__WHAT TO PRODUCE__
Express the records from the start through the line containing "top-left (204, 54), bottom-right (279, 97)", inclusive, as a two-column CSV with the columns record_text and answer, one row per record. Put each record's text and its answer in a single quoted field, replacing line breaks with spaces.

— START OF INPUT FOR THIS TASK —

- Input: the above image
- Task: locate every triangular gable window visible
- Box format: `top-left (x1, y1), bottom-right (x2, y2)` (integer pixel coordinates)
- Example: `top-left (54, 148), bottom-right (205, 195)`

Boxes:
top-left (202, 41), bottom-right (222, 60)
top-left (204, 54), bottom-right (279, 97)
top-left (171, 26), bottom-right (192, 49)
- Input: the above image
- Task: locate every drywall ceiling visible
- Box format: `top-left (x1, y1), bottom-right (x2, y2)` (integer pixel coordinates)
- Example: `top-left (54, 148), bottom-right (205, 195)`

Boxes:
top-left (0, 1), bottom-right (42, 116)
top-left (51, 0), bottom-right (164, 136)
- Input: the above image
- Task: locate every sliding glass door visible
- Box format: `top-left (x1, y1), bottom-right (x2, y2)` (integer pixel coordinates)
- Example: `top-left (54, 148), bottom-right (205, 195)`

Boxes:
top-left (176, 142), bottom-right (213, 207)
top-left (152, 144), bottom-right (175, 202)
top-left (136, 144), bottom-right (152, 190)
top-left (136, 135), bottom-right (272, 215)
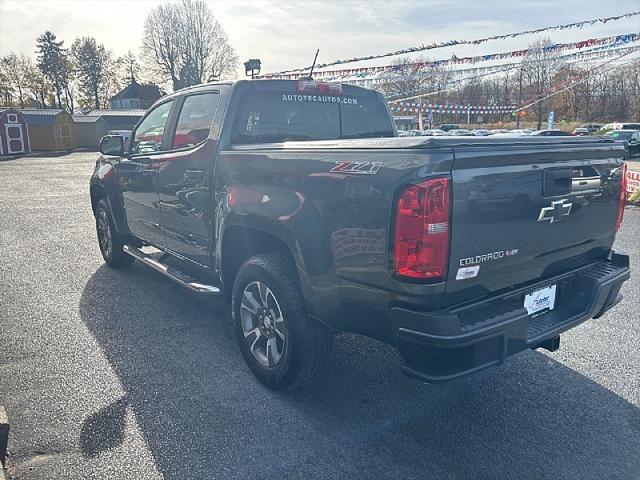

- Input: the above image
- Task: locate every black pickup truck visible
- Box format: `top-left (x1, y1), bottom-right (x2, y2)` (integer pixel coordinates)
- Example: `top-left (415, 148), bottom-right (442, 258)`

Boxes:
top-left (90, 80), bottom-right (629, 389)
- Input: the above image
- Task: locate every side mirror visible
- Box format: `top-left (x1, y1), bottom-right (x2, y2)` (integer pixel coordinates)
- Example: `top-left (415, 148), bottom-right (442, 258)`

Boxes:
top-left (100, 135), bottom-right (124, 157)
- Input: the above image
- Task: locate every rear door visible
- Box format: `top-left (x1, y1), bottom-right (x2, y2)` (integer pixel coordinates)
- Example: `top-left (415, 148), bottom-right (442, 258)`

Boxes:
top-left (446, 140), bottom-right (622, 304)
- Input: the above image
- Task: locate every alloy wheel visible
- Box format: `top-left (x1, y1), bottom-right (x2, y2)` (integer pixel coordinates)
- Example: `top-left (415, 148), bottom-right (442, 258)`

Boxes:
top-left (240, 282), bottom-right (287, 368)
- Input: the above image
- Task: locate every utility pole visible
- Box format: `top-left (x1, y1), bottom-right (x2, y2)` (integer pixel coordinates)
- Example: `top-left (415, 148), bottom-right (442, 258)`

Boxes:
top-left (516, 65), bottom-right (522, 129)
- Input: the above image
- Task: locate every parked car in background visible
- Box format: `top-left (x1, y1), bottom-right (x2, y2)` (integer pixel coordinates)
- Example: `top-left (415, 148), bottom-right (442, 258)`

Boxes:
top-left (602, 122), bottom-right (640, 130)
top-left (447, 128), bottom-right (473, 136)
top-left (605, 130), bottom-right (640, 157)
top-left (506, 128), bottom-right (531, 135)
top-left (471, 128), bottom-right (493, 137)
top-left (530, 128), bottom-right (573, 137)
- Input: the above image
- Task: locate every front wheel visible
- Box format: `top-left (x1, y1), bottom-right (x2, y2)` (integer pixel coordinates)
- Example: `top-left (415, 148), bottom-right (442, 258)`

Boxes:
top-left (95, 198), bottom-right (135, 268)
top-left (232, 253), bottom-right (333, 390)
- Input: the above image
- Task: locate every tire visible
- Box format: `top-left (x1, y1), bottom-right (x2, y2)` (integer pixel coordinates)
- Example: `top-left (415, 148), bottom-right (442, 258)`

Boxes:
top-left (231, 253), bottom-right (333, 390)
top-left (95, 198), bottom-right (135, 268)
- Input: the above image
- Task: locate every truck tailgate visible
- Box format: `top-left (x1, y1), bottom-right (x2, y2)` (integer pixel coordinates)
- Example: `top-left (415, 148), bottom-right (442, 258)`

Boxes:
top-left (445, 141), bottom-right (624, 305)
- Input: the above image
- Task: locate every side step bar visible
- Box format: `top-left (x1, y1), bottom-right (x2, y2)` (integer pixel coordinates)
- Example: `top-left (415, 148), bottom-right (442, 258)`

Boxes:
top-left (122, 245), bottom-right (220, 295)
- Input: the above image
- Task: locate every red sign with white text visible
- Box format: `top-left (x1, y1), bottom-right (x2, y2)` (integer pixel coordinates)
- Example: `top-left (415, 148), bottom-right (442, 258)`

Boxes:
top-left (627, 170), bottom-right (640, 193)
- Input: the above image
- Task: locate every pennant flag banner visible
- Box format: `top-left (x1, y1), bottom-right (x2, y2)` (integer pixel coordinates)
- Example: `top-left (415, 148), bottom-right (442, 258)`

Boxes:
top-left (380, 45), bottom-right (640, 103)
top-left (389, 102), bottom-right (517, 115)
top-left (261, 12), bottom-right (640, 78)
top-left (259, 33), bottom-right (640, 80)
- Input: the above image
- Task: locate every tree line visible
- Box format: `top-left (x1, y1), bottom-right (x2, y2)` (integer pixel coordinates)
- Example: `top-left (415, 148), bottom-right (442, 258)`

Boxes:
top-left (377, 39), bottom-right (640, 129)
top-left (0, 0), bottom-right (238, 112)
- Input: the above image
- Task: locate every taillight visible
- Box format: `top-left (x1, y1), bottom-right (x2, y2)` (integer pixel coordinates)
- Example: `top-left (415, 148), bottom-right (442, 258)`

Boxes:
top-left (393, 178), bottom-right (450, 279)
top-left (616, 163), bottom-right (627, 232)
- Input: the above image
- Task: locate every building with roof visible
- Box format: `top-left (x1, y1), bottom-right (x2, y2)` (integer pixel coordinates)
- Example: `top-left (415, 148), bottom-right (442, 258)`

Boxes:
top-left (72, 115), bottom-right (109, 149)
top-left (85, 110), bottom-right (145, 130)
top-left (109, 79), bottom-right (164, 110)
top-left (0, 107), bottom-right (30, 155)
top-left (19, 108), bottom-right (77, 150)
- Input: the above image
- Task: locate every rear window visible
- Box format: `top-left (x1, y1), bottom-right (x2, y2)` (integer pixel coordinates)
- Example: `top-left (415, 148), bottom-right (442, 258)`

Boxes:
top-left (232, 90), bottom-right (395, 144)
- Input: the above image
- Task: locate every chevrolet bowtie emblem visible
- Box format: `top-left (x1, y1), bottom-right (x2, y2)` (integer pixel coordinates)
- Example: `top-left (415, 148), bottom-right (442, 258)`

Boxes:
top-left (538, 199), bottom-right (573, 223)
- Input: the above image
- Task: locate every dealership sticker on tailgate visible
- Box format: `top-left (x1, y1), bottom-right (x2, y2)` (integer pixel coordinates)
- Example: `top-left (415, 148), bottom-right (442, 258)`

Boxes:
top-left (524, 285), bottom-right (556, 315)
top-left (456, 265), bottom-right (480, 280)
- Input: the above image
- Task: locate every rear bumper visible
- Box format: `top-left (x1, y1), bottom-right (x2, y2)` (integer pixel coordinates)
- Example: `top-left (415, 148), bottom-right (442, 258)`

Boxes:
top-left (390, 253), bottom-right (630, 382)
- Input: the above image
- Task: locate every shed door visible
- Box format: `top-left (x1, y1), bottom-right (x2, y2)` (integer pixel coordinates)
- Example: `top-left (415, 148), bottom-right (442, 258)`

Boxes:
top-left (4, 123), bottom-right (24, 153)
top-left (60, 125), bottom-right (71, 148)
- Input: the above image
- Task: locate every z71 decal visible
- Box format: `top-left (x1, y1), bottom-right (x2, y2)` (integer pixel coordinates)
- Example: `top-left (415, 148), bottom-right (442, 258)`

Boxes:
top-left (329, 162), bottom-right (382, 175)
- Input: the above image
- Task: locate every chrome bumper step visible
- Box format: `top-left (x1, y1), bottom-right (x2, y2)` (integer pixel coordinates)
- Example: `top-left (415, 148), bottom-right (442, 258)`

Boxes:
top-left (122, 245), bottom-right (220, 295)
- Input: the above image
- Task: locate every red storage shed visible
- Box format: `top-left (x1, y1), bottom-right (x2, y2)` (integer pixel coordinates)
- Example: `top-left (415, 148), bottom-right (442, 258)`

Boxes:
top-left (0, 108), bottom-right (31, 155)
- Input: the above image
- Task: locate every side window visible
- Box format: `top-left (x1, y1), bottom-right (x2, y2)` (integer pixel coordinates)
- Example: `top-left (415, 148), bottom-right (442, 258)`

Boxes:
top-left (172, 93), bottom-right (218, 148)
top-left (131, 100), bottom-right (173, 155)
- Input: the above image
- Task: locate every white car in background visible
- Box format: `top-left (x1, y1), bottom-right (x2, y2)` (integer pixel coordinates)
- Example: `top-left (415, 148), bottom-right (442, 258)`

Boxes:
top-left (422, 128), bottom-right (448, 137)
top-left (471, 128), bottom-right (493, 137)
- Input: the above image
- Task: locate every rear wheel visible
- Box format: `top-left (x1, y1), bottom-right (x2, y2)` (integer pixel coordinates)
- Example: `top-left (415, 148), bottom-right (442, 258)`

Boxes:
top-left (95, 198), bottom-right (135, 268)
top-left (232, 253), bottom-right (333, 390)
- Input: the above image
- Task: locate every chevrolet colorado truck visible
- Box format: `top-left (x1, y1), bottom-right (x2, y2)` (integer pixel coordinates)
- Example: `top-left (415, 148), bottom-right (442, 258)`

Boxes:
top-left (90, 79), bottom-right (629, 389)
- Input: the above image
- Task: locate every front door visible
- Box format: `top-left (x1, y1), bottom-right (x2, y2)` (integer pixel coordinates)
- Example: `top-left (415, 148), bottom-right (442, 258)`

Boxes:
top-left (60, 125), bottom-right (71, 150)
top-left (4, 123), bottom-right (24, 153)
top-left (158, 91), bottom-right (220, 266)
top-left (116, 100), bottom-right (173, 246)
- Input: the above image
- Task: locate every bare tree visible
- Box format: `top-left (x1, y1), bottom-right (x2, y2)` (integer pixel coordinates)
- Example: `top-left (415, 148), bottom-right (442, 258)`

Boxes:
top-left (522, 38), bottom-right (562, 129)
top-left (116, 50), bottom-right (140, 83)
top-left (142, 0), bottom-right (238, 90)
top-left (70, 37), bottom-right (111, 108)
top-left (36, 31), bottom-right (73, 112)
top-left (0, 53), bottom-right (33, 108)
top-left (378, 57), bottom-right (450, 98)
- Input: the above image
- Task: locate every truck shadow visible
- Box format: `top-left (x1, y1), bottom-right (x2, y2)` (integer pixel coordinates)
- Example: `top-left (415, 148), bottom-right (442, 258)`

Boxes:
top-left (80, 264), bottom-right (640, 479)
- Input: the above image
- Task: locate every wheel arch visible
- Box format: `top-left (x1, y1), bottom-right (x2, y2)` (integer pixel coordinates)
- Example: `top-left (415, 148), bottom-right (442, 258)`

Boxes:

— END OF INPUT FOR THIS TASK —

__FINISHED EXERCISE__
record_text,answer
"- Input: the above image - Task: locate every triangular gable window visible - Box format: `top-left (x1, y1), bottom-right (x2, y2)` (integer pixel coordinates) - Example: `top-left (54, 148), bottom-right (205, 195)` Boxes:","top-left (202, 41), bottom-right (222, 60) top-left (204, 54), bottom-right (279, 97)"